● Written exercise
Rewrite the entries below, replacing every instance of "pixel coordinates" with "image coordinates" and keeping everything else the same.

··· Task material ···

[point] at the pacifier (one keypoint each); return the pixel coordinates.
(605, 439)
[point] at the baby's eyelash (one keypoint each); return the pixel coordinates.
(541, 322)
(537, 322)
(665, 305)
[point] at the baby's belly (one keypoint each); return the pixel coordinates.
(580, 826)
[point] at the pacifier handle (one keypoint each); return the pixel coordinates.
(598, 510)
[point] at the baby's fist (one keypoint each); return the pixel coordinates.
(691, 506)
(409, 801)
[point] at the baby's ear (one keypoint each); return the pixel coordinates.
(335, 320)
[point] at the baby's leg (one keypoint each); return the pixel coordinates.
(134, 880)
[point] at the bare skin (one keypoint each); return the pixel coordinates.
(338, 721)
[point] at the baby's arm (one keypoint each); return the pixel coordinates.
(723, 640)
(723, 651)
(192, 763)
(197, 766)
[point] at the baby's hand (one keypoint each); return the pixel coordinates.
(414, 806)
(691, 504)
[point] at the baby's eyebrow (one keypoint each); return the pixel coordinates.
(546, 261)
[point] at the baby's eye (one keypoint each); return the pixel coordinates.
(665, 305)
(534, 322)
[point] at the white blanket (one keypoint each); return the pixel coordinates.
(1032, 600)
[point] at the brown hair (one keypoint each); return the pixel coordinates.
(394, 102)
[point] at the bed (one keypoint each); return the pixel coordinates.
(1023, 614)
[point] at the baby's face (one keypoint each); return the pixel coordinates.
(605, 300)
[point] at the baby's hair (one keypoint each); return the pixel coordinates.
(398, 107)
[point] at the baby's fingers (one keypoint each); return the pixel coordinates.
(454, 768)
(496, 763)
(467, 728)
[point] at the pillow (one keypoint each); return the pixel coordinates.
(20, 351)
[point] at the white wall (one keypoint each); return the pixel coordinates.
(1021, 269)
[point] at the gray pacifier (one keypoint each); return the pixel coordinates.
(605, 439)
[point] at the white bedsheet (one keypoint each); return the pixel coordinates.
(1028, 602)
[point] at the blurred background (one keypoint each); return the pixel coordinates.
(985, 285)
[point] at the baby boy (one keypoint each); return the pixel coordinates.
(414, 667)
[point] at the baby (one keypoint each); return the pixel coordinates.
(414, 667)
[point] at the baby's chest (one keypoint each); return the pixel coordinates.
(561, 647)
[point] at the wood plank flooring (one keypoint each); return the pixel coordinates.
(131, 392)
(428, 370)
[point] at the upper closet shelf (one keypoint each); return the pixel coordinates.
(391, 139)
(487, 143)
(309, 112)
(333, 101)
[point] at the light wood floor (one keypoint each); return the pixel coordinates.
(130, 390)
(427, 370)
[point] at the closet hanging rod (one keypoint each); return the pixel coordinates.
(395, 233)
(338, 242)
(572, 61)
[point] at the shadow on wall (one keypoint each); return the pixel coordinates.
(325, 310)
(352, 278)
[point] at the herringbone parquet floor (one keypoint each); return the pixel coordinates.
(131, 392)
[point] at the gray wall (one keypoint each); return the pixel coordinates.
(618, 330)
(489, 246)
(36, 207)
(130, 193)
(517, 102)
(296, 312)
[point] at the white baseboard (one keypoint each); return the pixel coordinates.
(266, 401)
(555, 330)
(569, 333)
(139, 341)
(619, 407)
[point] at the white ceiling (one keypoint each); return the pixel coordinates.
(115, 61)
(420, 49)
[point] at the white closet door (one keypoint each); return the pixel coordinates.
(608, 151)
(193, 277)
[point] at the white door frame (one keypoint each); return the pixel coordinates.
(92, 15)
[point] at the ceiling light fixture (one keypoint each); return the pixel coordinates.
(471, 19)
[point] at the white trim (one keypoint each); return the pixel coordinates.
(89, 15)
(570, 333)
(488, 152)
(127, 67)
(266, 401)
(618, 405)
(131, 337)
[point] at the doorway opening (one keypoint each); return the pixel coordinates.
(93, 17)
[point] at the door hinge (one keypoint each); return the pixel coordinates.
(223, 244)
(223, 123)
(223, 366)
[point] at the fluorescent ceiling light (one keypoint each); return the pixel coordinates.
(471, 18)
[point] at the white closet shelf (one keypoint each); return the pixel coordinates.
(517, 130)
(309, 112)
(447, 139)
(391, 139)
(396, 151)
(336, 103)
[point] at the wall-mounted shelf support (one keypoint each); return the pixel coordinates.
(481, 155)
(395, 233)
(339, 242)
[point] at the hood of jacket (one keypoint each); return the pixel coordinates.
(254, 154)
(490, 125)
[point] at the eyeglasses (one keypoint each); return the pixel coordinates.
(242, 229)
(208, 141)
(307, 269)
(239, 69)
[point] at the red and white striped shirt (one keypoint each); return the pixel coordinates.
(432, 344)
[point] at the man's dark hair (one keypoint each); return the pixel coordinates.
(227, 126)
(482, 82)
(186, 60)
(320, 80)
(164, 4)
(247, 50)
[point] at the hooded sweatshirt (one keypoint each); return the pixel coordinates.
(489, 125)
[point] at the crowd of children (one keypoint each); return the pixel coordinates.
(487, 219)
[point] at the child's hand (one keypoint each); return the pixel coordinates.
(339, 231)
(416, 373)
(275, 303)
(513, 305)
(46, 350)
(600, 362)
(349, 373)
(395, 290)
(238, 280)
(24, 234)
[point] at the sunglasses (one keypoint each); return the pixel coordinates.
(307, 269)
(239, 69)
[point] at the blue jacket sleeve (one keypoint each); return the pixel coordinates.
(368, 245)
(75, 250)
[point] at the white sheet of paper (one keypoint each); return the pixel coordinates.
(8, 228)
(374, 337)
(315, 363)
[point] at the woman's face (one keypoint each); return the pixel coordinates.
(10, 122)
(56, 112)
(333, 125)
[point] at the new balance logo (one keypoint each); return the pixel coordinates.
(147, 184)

···

● The output
[point] at the pacifier (one keypoint each); return the image coordinates.
(605, 439)
[point] at the baby's eyelash (one keypoint each); return the image coordinates.
(541, 322)
(537, 322)
(665, 305)
[point] at the baby's belly (one keypoint each); return the image coordinates.
(580, 826)
[point] at the pacifier handle (one keypoint each); return the image coordinates.
(598, 510)
[point] at the baby's fist (one keypoint each); return the image coordinates.
(691, 506)
(409, 801)
[point] at the baby's ear (one keypoint each); return the image coordinates.
(335, 320)
[point] at the baby's leg (one keypoint each); return the image coordinates.
(134, 880)
[point] at the bare skin (one keypoint each); return the image coordinates.
(338, 721)
[point] at the baby's arm (one keypoint each); return the image coordinates.
(723, 640)
(723, 651)
(192, 763)
(197, 766)
[point] at the baby's hand (one keypoint each); return the image coordinates.
(414, 806)
(691, 504)
[point] at the baby's eyebrow (one keypoint each); return the image coordinates.
(546, 261)
[point] at the baby's eye (one keypoint each); return the image coordinates.
(665, 305)
(534, 322)
[point] at the white blanket (one keypoint each); return the image coordinates.
(1032, 600)
[point] at the brown hair (one keypoint each); return the image coordinates.
(394, 102)
[point] at the bed (one keypoint each); return the image coordinates.
(1023, 614)
[point] at the baby's face (one keypoint each); return the image coordinates.
(605, 300)
[point] at the baby's hair (one keypoint each); return the image coordinates.
(398, 107)
[point] at the baby's fingers (one keypoint each); return the image coordinates.
(454, 768)
(496, 763)
(467, 728)
[point] at the pillow (one keypoint each); return the image coordinates.
(20, 351)
[point] at the white wall (one keypoint each); return the image coordinates.
(1021, 269)
[point] at the gray pacifier (one keypoint each); return the image coordinates.
(605, 439)
[point] at the white bedsheet (one keypoint each); return the image coordinates.
(1028, 602)
[point] at the blurred background (one keypoint each); return the image coordinates.
(985, 285)
[point] at the baby boy (one keypoint each); return the image coordinates.
(414, 667)
[point] at the baby (one keypoint each); return the image coordinates.
(414, 667)
[point] at the baby's chest (one keypoint each); return the image coordinates.
(561, 647)
[point] at the wood plank flooring (one keypoint each); return the image coordinates.
(131, 392)
(428, 370)
[point] at the upper closet shelf (one keypoint each); return the image coordinates.
(391, 139)
(487, 143)
(309, 112)
(333, 101)
[point] at the light wood floor (one keypoint each); return the image coordinates.
(130, 390)
(427, 370)
[point] at the closet hanging rod (one keypoint each); return the image coordinates.
(395, 233)
(338, 242)
(572, 61)
[point] at the shadow on wall (one keypoint each); return the image coordinates.
(325, 310)
(352, 278)
[point] at the herringbone parquet floor (one keypoint each); return the image coordinates.
(131, 392)
[point] at the gray wall (one keypoint each); return the image coordinates.
(618, 330)
(489, 246)
(36, 207)
(130, 193)
(517, 102)
(296, 312)
[point] at the white baseboard (one keypoint each); return the image coordinates.
(266, 401)
(555, 330)
(569, 333)
(139, 341)
(619, 407)
[point] at the white ceiling (one keypoint each); return the image coordinates.
(115, 61)
(420, 49)
[point] at the white closet door (one keypoint each); return the image coordinates.
(608, 151)
(193, 277)
[point] at the white door frame (one keypoint each); return the image coordinates.
(92, 15)
[point] at the ceiling light fixture (one keypoint each); return the image coordinates.
(471, 19)
[point] at the white trim (one keypoint each); return the image coordinates.
(89, 15)
(570, 333)
(488, 152)
(127, 67)
(266, 401)
(618, 405)
(131, 337)
[point] at the doorway opening (one keypoint each); return the image coordinates.
(93, 17)
[point] at the door hinge (one keypoint each); return the image coordinates.
(223, 244)
(223, 123)
(223, 366)
[point] at the fluorescent ceiling light (one keypoint each); return the image coordinates.
(471, 18)
[point] at the white closet shelf (one keypoint each); return the image coordinates.
(517, 130)
(309, 112)
(447, 139)
(391, 139)
(396, 151)
(336, 103)
[point] at the wall-mounted shelf support (one keypoint each); return the image coordinates.
(481, 155)
(395, 233)
(339, 242)
[point] at the hood of jacket (one keypoint each); return the image coordinates.
(254, 154)
(490, 125)
[point] at the eyeglasses (one keypoint each); return the image coordinates.
(242, 229)
(208, 141)
(307, 269)
(239, 69)
[point] at the red and white striped shirt (one keypoint each); return the image coordinates.
(432, 344)
[point] at the man's dark hair (one keypoint each); return the image coordinates.
(227, 126)
(482, 82)
(186, 60)
(320, 80)
(164, 4)
(247, 50)
[point] at the hooded sweatshirt (one keypoint each); return the image coordinates.
(489, 125)
[point] at the crowd of children (one keypoint each); return the image coordinates.
(487, 219)
[point] at the child's hand (one keypoint each); return the image coordinates.
(339, 231)
(416, 373)
(275, 303)
(513, 305)
(46, 350)
(600, 362)
(349, 373)
(395, 290)
(238, 280)
(24, 234)
[point] at the sunglasses (one keypoint each); return the image coordinates.
(307, 269)
(239, 69)
[point] at the blue jacket sleeve (one keypoint each); return the image coordinates.
(368, 245)
(75, 250)
[point] at the white sheet of paper (one keypoint each); return the image coordinates.
(8, 228)
(374, 337)
(315, 363)
[point] at the woman's face (one keypoint each); return the image coordinates.
(10, 122)
(56, 112)
(333, 125)
[point] at the new balance logo (one keypoint each); return the image coordinates.
(147, 184)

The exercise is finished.